■ **Prompt A**:
Rewrite the stretch of the baseball story from "1918. The Red" through "in the morning.", putting "corridor" in place of "hallway".

[Start of Text segment]

Never got me past the fourth inning. Sometime in the fourth inning, my dad would drag me up to bed. And that would be the end of my baseball adventure for another day.
Or so he thought. It was early that summer, that I discovered what I liked to call the vent.
I think it's where I get my love for radio. We had this old house. And there was this old big old black iron vent at the top of the stairs. And it served as a tunnel, straight to the ballpark. We'd get tucked in. I would wait for mom to go to bed. And then I would slowly open the door. And my head would peek out. And I would creep towards the hallway. I had carefully placed my feet in a pattern that I had diligently created. It took me a long time to find out exactly which boards creaked and which ones didn't.
Then I would slowly get on my hands and knees, and I would place my face, my ear to that cold vent. I can still feel the cold steel up against my face and the sound of the TV. I couldn't see any pictures. I had to make them in my mind.
As that sound would make its way up the metal tube and spill out into a picture painted by words. A picture that was so vivid in my imagination, and I felt like I had front row seats right behind home plate. I had a hot dog in my hand. A soda. A box of crackerjacks. I could smell the grass.
I remember listening to the World Series that year. It was between the Reds and the Red Sox. And while the broadcasters were artists with their words, it was a number that stuck out of my head most of all. And that number was 1918.
1918. The Red Sox hadn't won the World Series since 1918. But this year, they had to win, because I wanted them to, my dad wanted them to. I sat in my hallway night after night. My knees, I swore were bruising. My back would ache.
Just waiting for the moment that the Red Sox would do the impossible and defeat the big red machine.
Five nights of heart-pounding suspense. Red Sox were down three games to two. By this time now, the summer had ended. School had returned. My bedtime was strictly enforced.
It was October 21st, I remember the date. October 21st, 1975. I remember everything.
It was right after the second inning, that I had to go upstairs kicking and screaming. I just need another drink of water. I can still remember my Dad saying to me, don't worry. I'll tell you about it in the morning.
After I gave up and as I was kind of stomping up the stairs, I remember thinking, you're not going to have to tell me. I know I don't have to wait until tomorrow because I have the vent.
And as I hit the top of the stairs, I quickly washed up and climbed into my bed and waited to hear my mom pass by my door, check on it, and see if I was sleeping. I was good at pretending. I waited in my bed for five long World Series minutes. Five minutes.
I heard her come up the stairs. I heard her close her door. Her night was over. And mine had just begun.
I remember getting up, carefully, oh, so carefully. Stepping out of my room. Creeping across the floor, putting my feet in exactly the right spots. Make sure there wasn't a sound or a creek from the floorboard. And I slowly, carefully, made my way to the vent. Down on my hands and knees. My face pressed up against the cold steel.

[End of Text segment]
[Start of Stored records]

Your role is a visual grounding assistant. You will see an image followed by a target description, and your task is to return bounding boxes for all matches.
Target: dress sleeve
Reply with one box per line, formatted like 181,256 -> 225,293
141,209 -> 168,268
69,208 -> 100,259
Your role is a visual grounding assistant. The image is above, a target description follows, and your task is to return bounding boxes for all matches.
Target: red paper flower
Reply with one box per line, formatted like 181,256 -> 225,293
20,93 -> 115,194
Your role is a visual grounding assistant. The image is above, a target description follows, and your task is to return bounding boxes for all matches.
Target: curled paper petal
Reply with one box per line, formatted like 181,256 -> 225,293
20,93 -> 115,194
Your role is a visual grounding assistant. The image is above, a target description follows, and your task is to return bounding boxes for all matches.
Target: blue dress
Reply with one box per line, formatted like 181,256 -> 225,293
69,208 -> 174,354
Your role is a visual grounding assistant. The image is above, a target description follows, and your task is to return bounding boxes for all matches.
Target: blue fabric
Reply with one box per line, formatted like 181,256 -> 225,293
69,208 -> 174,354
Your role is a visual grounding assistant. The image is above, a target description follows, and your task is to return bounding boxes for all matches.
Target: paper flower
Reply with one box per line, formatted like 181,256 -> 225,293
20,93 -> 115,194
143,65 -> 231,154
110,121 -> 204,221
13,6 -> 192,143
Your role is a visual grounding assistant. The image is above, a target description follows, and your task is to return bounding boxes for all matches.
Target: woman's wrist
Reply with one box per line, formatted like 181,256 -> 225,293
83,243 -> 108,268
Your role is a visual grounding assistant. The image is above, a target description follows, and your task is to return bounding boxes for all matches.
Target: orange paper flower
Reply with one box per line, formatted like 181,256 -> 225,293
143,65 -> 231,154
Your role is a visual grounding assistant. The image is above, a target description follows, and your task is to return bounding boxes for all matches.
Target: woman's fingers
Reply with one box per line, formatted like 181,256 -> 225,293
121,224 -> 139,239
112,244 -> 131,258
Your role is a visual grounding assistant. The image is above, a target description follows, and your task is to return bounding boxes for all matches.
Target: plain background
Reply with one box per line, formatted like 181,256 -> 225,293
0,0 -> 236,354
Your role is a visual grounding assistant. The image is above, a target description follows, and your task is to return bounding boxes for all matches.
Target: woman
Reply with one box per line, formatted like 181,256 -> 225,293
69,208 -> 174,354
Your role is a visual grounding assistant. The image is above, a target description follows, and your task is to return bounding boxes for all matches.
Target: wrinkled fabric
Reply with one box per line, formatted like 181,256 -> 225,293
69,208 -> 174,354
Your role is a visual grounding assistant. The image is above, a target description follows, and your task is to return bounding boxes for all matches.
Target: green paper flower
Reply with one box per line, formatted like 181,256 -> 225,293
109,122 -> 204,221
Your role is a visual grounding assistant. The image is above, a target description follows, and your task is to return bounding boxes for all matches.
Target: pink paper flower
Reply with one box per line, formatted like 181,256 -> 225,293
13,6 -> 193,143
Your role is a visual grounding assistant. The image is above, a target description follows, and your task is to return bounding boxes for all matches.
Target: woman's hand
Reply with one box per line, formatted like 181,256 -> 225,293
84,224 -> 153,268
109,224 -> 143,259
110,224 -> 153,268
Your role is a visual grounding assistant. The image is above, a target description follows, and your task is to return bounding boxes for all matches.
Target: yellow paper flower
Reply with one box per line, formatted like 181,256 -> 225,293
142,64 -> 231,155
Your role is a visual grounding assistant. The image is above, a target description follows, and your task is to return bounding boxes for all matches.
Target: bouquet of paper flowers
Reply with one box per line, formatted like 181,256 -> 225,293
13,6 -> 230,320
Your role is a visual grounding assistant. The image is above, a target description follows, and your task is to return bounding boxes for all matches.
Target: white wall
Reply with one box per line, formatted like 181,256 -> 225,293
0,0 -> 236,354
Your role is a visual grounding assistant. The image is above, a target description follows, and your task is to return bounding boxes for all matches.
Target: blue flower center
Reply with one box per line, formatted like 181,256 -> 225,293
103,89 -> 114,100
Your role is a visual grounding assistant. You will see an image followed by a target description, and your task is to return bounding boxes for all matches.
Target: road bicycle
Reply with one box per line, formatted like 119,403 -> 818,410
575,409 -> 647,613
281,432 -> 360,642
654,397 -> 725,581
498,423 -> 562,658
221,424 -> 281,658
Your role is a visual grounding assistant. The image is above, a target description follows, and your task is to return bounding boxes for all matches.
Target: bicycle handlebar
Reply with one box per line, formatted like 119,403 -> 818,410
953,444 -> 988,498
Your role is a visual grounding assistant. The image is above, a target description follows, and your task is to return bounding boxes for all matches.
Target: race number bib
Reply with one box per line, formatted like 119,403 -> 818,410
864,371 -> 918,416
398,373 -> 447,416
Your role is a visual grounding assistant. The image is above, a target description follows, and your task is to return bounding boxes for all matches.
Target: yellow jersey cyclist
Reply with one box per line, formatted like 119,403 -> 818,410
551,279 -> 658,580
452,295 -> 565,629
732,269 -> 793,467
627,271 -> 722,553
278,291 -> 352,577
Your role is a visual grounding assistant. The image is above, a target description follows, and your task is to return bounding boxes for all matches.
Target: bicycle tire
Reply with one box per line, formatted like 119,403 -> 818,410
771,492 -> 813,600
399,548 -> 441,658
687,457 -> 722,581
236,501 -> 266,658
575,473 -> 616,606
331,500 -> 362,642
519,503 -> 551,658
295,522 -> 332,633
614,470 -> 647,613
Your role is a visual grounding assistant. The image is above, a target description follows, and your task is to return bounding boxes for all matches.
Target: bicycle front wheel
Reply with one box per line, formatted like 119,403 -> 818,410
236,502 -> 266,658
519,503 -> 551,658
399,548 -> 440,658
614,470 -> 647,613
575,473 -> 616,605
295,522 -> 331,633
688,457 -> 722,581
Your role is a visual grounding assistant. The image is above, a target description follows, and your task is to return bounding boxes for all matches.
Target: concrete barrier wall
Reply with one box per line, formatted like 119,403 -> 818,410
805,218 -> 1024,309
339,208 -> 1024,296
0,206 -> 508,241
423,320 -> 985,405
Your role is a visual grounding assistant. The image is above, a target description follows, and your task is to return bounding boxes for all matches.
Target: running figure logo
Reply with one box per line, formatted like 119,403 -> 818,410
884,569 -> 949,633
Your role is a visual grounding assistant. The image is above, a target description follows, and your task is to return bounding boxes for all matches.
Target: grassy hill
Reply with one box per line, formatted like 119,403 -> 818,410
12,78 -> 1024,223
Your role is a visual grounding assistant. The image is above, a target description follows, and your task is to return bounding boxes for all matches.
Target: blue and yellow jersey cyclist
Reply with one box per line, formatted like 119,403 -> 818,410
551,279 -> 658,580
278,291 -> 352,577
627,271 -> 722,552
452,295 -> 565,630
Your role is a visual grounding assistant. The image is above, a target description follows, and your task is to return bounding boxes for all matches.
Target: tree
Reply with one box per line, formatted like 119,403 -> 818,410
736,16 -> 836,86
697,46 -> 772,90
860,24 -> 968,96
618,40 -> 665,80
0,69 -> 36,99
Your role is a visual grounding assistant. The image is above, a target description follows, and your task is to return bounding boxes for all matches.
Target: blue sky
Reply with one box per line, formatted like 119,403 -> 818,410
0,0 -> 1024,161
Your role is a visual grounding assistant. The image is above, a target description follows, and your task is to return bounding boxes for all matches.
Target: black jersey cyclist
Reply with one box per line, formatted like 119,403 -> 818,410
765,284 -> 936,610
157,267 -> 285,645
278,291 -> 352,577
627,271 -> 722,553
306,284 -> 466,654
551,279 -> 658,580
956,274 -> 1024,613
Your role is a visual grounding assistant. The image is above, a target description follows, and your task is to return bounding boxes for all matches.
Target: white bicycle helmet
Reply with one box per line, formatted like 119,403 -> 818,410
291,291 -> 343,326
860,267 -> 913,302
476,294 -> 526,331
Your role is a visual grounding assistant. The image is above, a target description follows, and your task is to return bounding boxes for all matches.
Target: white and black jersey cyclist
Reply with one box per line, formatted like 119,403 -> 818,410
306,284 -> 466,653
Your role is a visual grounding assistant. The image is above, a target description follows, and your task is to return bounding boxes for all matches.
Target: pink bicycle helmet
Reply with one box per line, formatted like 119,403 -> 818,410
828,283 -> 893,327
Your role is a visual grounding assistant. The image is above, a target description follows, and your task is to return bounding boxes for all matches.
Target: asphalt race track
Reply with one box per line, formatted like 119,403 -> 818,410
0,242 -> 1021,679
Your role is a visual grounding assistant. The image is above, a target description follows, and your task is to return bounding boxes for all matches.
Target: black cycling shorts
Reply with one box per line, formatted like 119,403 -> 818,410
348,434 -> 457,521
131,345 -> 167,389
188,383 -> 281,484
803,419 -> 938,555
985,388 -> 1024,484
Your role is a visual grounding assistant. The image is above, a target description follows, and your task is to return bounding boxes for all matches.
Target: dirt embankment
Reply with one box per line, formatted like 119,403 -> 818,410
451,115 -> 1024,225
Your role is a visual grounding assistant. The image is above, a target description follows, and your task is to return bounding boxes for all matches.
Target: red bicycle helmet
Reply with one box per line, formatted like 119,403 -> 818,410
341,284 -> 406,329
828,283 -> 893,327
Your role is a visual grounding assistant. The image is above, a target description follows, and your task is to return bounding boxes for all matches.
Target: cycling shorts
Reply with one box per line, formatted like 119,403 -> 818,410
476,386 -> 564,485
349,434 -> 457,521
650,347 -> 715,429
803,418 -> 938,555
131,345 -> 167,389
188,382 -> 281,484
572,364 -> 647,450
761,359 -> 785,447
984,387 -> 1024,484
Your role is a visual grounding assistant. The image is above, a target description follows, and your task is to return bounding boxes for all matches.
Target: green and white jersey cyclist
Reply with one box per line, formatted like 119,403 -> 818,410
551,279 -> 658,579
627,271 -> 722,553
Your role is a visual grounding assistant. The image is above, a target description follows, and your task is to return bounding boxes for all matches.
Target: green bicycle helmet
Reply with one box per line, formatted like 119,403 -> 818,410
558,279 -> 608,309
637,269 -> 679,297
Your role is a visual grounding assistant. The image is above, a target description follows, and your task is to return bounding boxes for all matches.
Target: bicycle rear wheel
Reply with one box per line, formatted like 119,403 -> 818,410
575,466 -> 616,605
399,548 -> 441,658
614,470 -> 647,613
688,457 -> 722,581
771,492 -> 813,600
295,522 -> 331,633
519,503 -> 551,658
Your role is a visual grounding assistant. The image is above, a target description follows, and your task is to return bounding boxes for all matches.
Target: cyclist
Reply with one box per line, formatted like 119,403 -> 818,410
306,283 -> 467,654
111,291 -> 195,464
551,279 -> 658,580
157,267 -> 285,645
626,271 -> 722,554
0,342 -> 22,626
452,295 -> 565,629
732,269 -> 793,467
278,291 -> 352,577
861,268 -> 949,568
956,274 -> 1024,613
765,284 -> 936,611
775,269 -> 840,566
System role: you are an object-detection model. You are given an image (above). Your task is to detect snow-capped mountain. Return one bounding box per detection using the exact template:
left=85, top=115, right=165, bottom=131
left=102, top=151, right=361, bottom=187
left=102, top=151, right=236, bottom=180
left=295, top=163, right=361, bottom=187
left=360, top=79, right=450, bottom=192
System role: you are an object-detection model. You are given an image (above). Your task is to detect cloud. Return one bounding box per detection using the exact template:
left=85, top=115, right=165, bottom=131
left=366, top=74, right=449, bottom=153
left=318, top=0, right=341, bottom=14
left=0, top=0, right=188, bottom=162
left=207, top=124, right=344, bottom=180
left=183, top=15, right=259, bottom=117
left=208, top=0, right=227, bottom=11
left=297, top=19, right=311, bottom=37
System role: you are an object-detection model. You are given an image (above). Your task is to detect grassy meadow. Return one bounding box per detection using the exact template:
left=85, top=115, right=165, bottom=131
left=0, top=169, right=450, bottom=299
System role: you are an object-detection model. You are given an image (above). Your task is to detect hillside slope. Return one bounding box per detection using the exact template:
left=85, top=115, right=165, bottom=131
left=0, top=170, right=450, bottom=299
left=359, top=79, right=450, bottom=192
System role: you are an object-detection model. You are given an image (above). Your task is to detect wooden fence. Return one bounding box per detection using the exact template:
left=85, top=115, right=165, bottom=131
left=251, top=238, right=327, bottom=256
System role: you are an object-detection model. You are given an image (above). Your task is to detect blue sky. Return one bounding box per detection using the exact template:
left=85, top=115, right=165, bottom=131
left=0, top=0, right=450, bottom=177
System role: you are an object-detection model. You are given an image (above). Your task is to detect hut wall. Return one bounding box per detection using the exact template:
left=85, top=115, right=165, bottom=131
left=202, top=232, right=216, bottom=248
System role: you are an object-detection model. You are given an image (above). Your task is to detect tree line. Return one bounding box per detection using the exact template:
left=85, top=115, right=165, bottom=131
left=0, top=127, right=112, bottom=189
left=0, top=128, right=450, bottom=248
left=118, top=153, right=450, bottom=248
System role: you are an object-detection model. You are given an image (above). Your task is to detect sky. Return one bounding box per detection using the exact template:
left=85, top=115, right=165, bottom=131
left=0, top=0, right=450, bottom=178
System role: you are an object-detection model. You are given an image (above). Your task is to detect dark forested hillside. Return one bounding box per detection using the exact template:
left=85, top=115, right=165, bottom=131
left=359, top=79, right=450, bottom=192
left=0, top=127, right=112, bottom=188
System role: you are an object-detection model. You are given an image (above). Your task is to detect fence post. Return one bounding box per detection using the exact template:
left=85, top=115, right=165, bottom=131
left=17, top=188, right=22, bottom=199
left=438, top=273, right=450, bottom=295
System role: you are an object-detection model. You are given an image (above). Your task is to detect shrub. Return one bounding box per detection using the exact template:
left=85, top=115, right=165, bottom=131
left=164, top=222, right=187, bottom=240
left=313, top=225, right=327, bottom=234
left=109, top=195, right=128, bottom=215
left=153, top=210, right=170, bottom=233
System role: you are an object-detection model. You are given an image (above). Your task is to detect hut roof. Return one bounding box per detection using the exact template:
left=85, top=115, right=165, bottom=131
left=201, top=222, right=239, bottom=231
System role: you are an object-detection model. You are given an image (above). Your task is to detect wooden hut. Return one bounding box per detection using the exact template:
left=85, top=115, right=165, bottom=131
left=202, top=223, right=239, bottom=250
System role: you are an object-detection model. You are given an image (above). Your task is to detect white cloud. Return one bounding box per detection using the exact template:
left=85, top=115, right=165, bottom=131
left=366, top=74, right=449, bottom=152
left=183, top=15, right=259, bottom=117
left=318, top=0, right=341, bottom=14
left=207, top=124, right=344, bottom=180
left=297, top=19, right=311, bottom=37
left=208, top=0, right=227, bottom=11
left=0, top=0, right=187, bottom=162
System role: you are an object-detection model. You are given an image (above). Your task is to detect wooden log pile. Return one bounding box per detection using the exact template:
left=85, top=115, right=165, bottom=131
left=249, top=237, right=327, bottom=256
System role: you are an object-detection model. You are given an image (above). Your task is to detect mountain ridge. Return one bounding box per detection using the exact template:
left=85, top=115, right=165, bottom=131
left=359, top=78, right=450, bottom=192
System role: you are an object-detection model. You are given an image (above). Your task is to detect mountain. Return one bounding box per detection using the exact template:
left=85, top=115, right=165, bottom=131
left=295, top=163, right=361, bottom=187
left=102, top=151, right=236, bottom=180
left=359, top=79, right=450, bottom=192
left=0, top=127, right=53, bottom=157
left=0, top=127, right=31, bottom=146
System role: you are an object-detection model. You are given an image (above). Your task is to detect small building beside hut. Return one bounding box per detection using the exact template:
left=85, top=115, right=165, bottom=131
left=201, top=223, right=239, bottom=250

[End of Stored records]

■ **Prompt B**:
Which lines of the entries contain the string "dress"? Pull out each one, treating case as significant.

■ **Full output A**:
1918. The Red Sox hadn't won the World Series since 1918. But this year, they had to win, because I wanted them to, my dad wanted them to. I sat in my corridor night after night. My knees, I swore were bruising. My back would ache.
Just waiting for the moment that the Red Sox would do the impossible and defeat the big red machine.
Five nights of heart-pounding suspense. Red Sox were down three games to two. By this time now, the summer had ended. School had returned. My bedtime was strictly enforced.
It was October 21st, I remember the date. October 21st, 1975. I remember everything.
It was right after the second inning, that I had to go upstairs kicking and screaming. I just need another drink of water. I can still remember my Dad saying to me, don't worry. I'll tell you about it in the morning.

■ **Full output B**:
Target: dress sleeve
Target: blue dress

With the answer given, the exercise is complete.